### Task to carry out
Put every line of the records below into a JSON list of strings, one string per line, skipping any blank lines.

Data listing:
===============

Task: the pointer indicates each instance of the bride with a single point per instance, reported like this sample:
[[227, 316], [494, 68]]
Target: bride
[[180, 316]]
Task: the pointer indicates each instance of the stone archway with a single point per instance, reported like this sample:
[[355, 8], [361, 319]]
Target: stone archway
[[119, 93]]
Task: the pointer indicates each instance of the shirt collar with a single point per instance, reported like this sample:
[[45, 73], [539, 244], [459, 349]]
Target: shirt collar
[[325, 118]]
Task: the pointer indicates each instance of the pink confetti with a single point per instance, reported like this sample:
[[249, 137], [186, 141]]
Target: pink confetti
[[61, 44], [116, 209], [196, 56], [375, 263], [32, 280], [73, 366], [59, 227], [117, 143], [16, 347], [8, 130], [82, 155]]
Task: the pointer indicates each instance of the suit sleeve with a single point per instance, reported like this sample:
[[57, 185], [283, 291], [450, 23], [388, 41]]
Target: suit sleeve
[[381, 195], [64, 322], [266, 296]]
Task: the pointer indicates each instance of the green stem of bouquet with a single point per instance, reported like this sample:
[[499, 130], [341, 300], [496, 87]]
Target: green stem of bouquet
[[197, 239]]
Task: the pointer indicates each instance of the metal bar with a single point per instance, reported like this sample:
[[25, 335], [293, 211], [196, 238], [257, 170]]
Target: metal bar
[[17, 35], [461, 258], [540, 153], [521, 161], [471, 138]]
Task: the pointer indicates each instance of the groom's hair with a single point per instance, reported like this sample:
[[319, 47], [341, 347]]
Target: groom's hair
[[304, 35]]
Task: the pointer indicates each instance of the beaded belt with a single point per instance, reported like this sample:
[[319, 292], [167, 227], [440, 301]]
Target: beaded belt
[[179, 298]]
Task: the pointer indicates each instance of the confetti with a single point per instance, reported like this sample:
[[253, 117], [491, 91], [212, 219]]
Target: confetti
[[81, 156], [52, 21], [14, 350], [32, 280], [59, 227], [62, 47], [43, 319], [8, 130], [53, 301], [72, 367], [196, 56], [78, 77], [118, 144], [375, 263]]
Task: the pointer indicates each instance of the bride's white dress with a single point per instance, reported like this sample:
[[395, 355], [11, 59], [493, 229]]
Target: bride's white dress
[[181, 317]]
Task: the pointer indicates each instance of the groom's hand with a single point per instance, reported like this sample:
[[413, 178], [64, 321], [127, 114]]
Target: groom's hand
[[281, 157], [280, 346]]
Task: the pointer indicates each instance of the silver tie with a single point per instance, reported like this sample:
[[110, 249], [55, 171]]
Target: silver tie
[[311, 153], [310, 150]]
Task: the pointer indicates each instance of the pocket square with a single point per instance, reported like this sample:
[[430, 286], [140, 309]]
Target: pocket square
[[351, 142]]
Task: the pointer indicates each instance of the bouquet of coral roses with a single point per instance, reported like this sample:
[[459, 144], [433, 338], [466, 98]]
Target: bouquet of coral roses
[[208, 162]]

===============

### Complete response
[
  "Task: the pointer indicates each instance of the bride with a single point per instance, reported like this sample:",
  "[[227, 316], [494, 68]]",
  "Target: bride",
  "[[180, 316]]",
  "Task: the pointer indicates each instance of the stone archway with a single point per instance, reported like this sample:",
  "[[355, 8], [361, 319]]",
  "Target: stone archway",
  "[[119, 93]]",
  "Task: the pointer indicates each instance of the shirt collar with a single point per instance, reported like this sample:",
  "[[45, 73], [539, 244], [459, 349]]",
  "Target: shirt collar",
  "[[325, 118]]",
  "Task: the pointer indicates each instance of the pink confetti with a single point per instance, reported like this sample:",
  "[[249, 137], [186, 141]]",
  "Target: pink confetti",
  "[[61, 44], [116, 209], [196, 56], [375, 263], [32, 280], [73, 366], [59, 227], [117, 143], [16, 347], [8, 130], [82, 155]]",
  "Task: the pointer indicates each instance of the suit sleeve with a single point per instance, reported like this sample:",
  "[[57, 185], [283, 291], [450, 23], [388, 41]]",
  "Target: suit sleeve",
  "[[381, 195], [64, 322], [266, 296]]",
  "Task: the pointer indicates each instance of the green stem of bouquet with a single point per instance, reported like this sample:",
  "[[499, 130], [341, 300], [496, 87]]",
  "Target: green stem of bouquet",
  "[[197, 239]]",
  "Task: the pointer indicates each instance of the metal bar with a single point per instance, reported like this sample:",
  "[[25, 335], [293, 211], [196, 238], [257, 170]]",
  "Target: metal bar",
  "[[17, 35], [461, 258], [540, 153], [521, 161], [471, 138]]",
  "Task: the pointer indicates each instance of the groom's hair with a single point per instance, reported like this sample:",
  "[[319, 47], [341, 347]]",
  "Target: groom's hair",
  "[[304, 35]]",
  "Task: the pointer indicates each instance of the beaded belt with a single point per instance, reported like this sample:",
  "[[319, 292], [167, 227], [440, 301]]",
  "Target: beaded belt",
  "[[179, 298]]",
  "Task: the pointer indicates each instance of the confetti with a single point per instance, reported like this sample:",
  "[[253, 117], [491, 91], [212, 219]]",
  "Target: confetti",
  "[[81, 156], [52, 21], [14, 350], [32, 280], [59, 227], [62, 47], [43, 319], [8, 130], [53, 301], [72, 367], [196, 56], [78, 77], [118, 144], [375, 263]]",
  "Task: the pointer indicates each instance of the bride's white dress with a single point per instance, reported like this sample:",
  "[[395, 355], [11, 59], [493, 229]]",
  "Target: bride's white dress",
  "[[181, 317]]",
  "Task: the pointer indicates each instance of the groom's hand with a single point per instance, reported like this sample:",
  "[[413, 178], [64, 321], [127, 114]]",
  "Target: groom's hand",
  "[[281, 157], [280, 346]]",
  "Task: the pointer indicates each instance of the silver tie with a single point per instance, reported like this sample:",
  "[[110, 249], [55, 171]]",
  "Target: silver tie",
  "[[311, 153], [310, 150]]",
  "Task: the pointer indicates each instance of the pocket square with a single point per instance, reported like this sample:",
  "[[430, 286], [140, 309]]",
  "Target: pocket square",
  "[[351, 142]]",
  "Task: the pointer indicates each instance of the bouquet of coral roses with a single point per instance, reported like this sample:",
  "[[459, 144], [433, 338], [466, 98]]",
  "Target: bouquet of coral roses",
  "[[208, 162]]"
]